[Quoted passage — start]

We also demonstrated that RDTs accuracy tends to increase with the day of fever (Fig 1). This might be because IgM requires time to rise after the onset of infection. This finding was supported by a previous study from the Netherlands, which found that the sensitivity was increased in the latter day post-onset [8]. Surprisingly, the sensitivity of RDT1, RDT2, and RTD3 was decreased in the day of fever ≥ 7 group compared to the day of fever 4–6 group. This might be due to our limitation that we had only 24 patients in the day of fever ≥ 7 group.
Our study had several strengths. First, we compared test accuracy with the day of fever. Considering that it takes several days to a week for IgM to be detectable, the timing of tests is a crucial factor affecting diagnosis accuracy results. Second, we used all three criteria to diagnose the reference leptospirosis population, which is crucial in determining test accuracy. Third, we collected data prospectively, which allowed us to test all samples with all five RDTs. Finally, we demonstrated interobserver variability between three readers, which underlines that the test should be interpreted cautiously.
Our study was not without limitations. First, we used RDTs to test only serum from the first day of enrollment. Therefore, we could not demonstrate the dynamics of seroconversion in pair serum. However, this reflects real-world practice in which only acute serums are available for testing. Second, because patients usually visit the hospital early after fever onset, we therefore, had a smaller number of patients in the day of fever ≥ 7 group (n = 24), which may affect the accuracy of RDTs. Lastly, this study took place in a single province in Thailand, limiting the generalizability of the results.
In conclusion, all five RDTs failed to produce sufficient diagnostic accuracy for screening or confirmatory tests. The diagnostic accuracy of RDTs depended on the day of fever, target populations, and locations. The result of this study indicates that the clinician should not use RDTs alone for the routine diagnosis. While we still wait for the more accurate test, the clinician should incorporate the exposure history, time of onset, and clinical presentation to guide the early diagnosis of leptospirosis.
We would like to thank Dr. Phatadon Sirivongrangson and all members of the Critical Care Nephrology Research Unit, Faculty of Medicine, Chulalongkorn University, and Sisaket Provincial Public Health Office for their collaborative effort during data collection and participation in the study.

[Quoted passage — finish]

Tasks to complete
1. Answer these questions using the leptospirosis test passage:
(a) How many patients were in the day of fever ≥ 7 group?
(b) How many RDTs were used to test all samples?
(c) Where did the study take place?
2. Do these statements agree with the leptospirosis test passage? Answer yes or no for each, and quote the words that decide it.
(a) The data were collected retrospectively.
(b) The sensitivity of RDT1, RDT2, and RTD3 was lower in the day of fever ≥ 7 group than in the day of fever 4–6 group.
(c) The authors advise clinicians to rely on RDTs alone for routine diagnosis.
Answer from the leptospirosis test passage alone.

[Dataset — start]

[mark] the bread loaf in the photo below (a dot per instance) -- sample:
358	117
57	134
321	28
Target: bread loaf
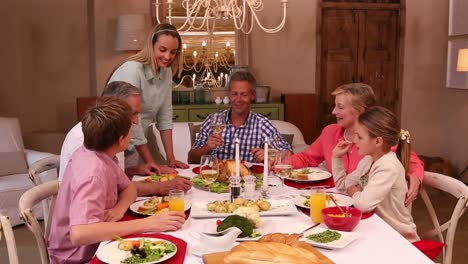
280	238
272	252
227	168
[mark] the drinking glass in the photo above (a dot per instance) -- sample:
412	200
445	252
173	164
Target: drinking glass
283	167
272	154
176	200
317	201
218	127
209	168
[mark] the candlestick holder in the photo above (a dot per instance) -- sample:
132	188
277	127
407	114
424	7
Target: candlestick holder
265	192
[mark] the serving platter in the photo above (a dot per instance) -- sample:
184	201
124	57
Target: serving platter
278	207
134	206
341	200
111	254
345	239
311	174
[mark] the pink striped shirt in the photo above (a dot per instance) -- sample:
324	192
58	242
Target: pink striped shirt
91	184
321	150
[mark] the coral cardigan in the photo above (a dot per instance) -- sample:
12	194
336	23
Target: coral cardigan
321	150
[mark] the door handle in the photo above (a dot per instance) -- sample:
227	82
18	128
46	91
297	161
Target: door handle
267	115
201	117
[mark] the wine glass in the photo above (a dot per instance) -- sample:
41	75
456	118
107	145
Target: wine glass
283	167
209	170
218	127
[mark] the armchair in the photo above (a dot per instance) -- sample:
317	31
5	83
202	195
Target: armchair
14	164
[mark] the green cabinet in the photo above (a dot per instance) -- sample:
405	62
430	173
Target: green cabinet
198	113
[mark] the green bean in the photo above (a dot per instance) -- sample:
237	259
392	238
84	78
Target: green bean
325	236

[Dataset — finish]
[Dataset — start]

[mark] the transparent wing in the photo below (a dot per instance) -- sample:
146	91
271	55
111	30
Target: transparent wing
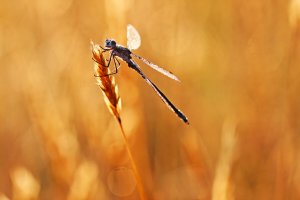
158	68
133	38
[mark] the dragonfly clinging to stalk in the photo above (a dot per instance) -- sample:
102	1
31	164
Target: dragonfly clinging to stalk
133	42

[Dataset — finish]

Answers provided
1.
(a) 24
(b) Five
(c) In a single province in Thailand

2.
(a) No: "we collected data prospectively"
(b) Yes: "the sensitivity of RDT1, RDT2, and RTD3 was decreased in the day of fever ≥ 7 group compared to the day of fever 4–6 group"
(c) No: "the clinician should not use RDTs alone for the routine diagnosis"